# Passage given:
○ ○ ○ ○ ○ ○ ○

A Custom WebAssembly Compiler

Over the Christmas break, I built a static type checker and WebAssembly compiler for my toy programming language nodots. When I say compiler, I mean some code that consumes an abstract syntax tree and produces WebAssembly without relying on any existing toolchains.

I've written about this language twice before on this blog (Adding For Loops to an Interpreter, Profiling and Optimizing an Interpreter). However, those posts aren't required reading as the only existing code I reused for this project was the grammar file which defines the language syntax.

Here's an example of a typed nodots program that calculates the n-th Fibonacci number using recursive calls. To work out the 25th number, this highly inefficient algorithm uses ~243k function calls, which makes it great for benchmarking the previous tree-walk interpreter of nodots vs. the compiled version that I've been hacking on.

fn fib(i32 n) -> i32
if (n == 0)
return 0;
fi
if (n == 1)
return 1;
fi
return fib(n - 1) + fib(n - 2);
nf

As WebAssembly, this runs in ~0.7ms, around 4000x faster than the tree-walk interpreter version. It's also a few orders of magnitude smaller. The binary of this program is 134 bytes when encoded in base64. This is much smaller than: a Python runtime, the Lark parsing library, and a 1k LOC interpreter!

Compiling to WebAssembly

WebAssembly is a binary instruction format for a stack-based virtual machine that most commonly runs in browsers and Node.js. Some use cases include running performance sensitive code (although, communicating between JavaScript and WebAssembly adds significant overhead), or calling and running C/Rust/Go code within an isolated context.

There's also a human-friendly text format (known as WebAssembly Text aka WAT) that appears when you view the source of a WebAssembly module in your browser's developer tools. It's a rendering of a module's abstract syntax into S-expressions.

○ ○ ○ ○ ○ ○ ○

# Material shown:
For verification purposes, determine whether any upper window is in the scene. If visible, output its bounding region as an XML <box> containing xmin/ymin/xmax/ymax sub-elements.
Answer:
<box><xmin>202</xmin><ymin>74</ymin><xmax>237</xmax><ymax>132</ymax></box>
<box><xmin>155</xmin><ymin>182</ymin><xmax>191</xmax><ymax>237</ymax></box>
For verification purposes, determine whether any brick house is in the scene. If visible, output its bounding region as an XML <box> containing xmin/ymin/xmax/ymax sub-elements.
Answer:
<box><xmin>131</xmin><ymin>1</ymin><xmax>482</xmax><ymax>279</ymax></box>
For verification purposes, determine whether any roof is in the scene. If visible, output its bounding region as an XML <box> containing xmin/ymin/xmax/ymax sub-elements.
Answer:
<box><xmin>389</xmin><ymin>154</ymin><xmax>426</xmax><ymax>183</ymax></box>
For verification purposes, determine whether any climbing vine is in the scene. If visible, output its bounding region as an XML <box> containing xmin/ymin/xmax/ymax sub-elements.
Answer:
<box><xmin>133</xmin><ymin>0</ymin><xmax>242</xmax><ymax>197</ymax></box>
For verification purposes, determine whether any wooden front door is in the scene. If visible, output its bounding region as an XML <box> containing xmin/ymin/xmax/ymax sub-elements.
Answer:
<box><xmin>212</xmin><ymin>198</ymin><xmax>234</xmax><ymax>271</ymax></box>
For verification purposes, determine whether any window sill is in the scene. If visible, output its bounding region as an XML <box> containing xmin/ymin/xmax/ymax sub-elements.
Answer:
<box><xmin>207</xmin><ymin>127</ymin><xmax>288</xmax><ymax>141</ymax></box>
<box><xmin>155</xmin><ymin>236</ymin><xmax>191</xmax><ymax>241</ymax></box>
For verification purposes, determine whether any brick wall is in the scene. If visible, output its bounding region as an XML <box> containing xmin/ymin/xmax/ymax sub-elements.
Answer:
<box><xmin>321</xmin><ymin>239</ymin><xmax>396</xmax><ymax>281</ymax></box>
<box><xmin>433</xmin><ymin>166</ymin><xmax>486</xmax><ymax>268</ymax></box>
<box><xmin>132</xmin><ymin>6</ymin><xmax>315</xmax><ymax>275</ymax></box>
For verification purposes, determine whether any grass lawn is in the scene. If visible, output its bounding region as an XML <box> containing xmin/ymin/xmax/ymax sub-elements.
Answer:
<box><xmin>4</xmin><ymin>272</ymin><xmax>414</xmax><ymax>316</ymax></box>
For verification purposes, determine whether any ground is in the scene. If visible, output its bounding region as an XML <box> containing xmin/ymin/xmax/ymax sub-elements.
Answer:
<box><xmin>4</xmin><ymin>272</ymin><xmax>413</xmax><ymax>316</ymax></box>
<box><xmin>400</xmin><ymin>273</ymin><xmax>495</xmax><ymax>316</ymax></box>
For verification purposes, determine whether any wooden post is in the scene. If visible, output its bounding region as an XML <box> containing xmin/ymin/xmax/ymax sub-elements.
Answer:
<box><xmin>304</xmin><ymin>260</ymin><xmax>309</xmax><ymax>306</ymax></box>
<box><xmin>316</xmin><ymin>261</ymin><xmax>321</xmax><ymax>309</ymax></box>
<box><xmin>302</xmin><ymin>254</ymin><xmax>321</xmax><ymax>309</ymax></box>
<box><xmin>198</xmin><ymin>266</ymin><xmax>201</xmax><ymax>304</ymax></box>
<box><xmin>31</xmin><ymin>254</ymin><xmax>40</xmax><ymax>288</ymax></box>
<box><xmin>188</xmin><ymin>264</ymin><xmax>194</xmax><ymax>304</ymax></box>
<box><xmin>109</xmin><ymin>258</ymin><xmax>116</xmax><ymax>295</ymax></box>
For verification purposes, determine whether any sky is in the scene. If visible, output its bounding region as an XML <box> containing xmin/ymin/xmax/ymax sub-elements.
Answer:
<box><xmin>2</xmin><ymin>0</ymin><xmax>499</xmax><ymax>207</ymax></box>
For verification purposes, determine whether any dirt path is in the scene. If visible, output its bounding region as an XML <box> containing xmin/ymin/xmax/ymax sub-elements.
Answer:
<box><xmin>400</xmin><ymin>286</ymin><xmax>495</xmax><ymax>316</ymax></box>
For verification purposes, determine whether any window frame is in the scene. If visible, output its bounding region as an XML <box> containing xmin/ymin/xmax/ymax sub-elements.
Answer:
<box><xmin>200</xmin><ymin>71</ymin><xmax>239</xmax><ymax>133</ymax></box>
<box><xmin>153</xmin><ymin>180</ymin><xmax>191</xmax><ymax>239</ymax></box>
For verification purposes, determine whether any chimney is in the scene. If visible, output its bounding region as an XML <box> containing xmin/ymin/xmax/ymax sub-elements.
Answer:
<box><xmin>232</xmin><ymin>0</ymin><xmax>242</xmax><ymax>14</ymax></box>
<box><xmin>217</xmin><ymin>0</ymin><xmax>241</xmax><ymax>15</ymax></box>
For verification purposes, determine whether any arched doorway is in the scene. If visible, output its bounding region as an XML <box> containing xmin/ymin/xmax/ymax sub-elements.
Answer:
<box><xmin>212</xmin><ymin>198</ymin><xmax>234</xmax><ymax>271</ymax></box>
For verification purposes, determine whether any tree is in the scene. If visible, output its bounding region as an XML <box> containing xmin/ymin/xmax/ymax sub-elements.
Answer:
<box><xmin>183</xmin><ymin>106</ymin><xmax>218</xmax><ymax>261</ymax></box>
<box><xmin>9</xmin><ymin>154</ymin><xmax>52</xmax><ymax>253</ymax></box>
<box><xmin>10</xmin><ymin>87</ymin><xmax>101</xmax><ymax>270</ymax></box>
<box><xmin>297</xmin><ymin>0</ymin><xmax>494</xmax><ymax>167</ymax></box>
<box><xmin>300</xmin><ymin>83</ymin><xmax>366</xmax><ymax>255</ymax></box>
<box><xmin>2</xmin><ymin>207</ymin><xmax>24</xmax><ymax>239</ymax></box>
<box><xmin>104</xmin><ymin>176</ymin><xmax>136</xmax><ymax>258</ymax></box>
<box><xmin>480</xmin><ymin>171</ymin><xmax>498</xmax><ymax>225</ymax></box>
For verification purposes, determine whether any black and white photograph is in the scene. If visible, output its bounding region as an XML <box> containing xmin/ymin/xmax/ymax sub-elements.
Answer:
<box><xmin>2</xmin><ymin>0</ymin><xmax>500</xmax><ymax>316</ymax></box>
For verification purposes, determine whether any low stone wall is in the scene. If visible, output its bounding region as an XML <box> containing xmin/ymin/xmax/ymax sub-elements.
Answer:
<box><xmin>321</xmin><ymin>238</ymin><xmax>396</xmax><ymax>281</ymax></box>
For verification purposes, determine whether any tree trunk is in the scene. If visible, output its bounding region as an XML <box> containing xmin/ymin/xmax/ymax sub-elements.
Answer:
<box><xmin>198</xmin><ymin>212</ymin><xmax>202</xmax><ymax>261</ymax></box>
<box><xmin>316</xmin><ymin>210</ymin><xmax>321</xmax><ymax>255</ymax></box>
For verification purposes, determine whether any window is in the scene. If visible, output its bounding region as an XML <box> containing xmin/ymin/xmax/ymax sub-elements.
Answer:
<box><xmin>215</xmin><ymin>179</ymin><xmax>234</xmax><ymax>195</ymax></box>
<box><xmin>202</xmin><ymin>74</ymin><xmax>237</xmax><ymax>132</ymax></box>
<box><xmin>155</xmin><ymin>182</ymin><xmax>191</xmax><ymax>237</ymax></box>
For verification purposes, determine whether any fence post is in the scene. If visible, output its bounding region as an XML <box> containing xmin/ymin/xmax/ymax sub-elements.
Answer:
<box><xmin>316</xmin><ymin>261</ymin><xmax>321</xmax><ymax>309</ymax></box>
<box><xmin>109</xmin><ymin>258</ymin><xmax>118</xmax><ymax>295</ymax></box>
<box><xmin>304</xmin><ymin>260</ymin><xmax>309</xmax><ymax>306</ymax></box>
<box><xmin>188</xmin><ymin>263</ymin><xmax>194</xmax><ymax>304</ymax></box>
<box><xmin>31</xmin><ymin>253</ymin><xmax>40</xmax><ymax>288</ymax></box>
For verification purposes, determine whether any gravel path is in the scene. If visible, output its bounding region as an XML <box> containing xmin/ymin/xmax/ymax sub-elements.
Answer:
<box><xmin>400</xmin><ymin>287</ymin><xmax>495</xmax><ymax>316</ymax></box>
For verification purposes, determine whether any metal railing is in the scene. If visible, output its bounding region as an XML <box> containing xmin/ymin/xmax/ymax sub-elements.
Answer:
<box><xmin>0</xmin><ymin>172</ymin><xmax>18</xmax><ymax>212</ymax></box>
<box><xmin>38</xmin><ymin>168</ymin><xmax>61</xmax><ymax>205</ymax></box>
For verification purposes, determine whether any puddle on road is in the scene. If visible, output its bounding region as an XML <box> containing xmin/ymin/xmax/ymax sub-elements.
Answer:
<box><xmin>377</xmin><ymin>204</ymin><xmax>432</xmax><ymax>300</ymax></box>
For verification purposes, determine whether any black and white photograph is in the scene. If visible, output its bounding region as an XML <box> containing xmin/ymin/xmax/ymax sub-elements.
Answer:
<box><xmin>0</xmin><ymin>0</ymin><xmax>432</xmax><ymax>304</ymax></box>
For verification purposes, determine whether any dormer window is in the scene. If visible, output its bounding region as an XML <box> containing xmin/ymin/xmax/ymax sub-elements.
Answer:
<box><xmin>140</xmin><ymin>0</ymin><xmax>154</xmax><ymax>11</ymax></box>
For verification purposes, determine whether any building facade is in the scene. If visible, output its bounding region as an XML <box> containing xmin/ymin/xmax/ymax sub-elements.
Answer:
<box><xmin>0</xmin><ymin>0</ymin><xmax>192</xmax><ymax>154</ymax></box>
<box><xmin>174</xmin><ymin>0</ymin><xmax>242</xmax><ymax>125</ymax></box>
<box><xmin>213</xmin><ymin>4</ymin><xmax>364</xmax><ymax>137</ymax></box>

○ ○ ○ ○ ○ ○ ○

# Task requirements:
[1] Report each line of the records that contains the word "wooden".
[2] Extend the article on building a WebAssembly compiler, picking up after its final sentence.
The article on building a WebAssembly compiler has no connection to the records.

# Expected answers:
[1]
For verification purposes, determine whether any wooden front door is in the scene. If visible, output its bounding region as an XML <box> containing xmin/ymin/xmax/ymax sub-elements.
For verification purposes, determine whether any wooden post is in the scene. If visible, output its bounding region as an XML <box> containing xmin/ymin/xmax/ymax sub-elements.

[2]
If you are familiar with at least one programming language, you could probably spend an afternoon reading some example programs before writing your own programs.

My compiler emits this text format of WebAssembly. Here's an example module that exports a function that adds two numbers together. The goal of my compiler project was to output code that looks like the below snippet (comments added afterwards).

;; add.wat
(module
;; a function that accepts two numbers and returns a number
(func $add (export "add") (param $a i32) (param $b i32) (result i32)
(local.get $a)
(local.get $b)
(i32.add)
;; you could also write this as:
;; (i32.add (local.get $a) (local.get $b))
)
)

Traversing the Tree

My compiler emits code in a single pass. The abstract syntax tree is traversed using "visit functions" for each node type (a loose implementation of the Visitor pattern). Lark consumes the grammar definition of nodots and produces a tree of nodes and children.

Let's explore how the function body from above (the source code: a + b;) is handled by compiler.py. I've included a slice of functions (with extra comments, and types removed for readability) to show this flow.

# generate the parser
parser = Lark(
GRAMMAR,
start="program",
parser="lalr",
keep_all_tokens=True,
propagate_positions=True,
)
# compiler state, used for emitting code
# and static type checking
class Context:
scope = {}
func_return_ntype = None
wat = "(module\n"
def write(self, code):
self.wat += f"{code}"
def finish(self):
self.wat += ")\n"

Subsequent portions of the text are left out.